* BEGIN MATERIAL FOR THIS EXERCISE *
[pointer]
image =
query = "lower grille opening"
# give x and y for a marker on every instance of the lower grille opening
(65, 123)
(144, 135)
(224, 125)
* END MATERIAL FOR THIS EXERCISE *
WRITTEN PROBLEM:
Rewrite the items above, replacing "lower grille opening" with "front air intake" wherever it occurs and leaving everything else the same.

PROBLEM SOLUTION:
[pointer]
image =
query = "front air intake"
# give x and y for a marker on every instance of the front air intake
(65, 123)
(144, 135)
(224, 125)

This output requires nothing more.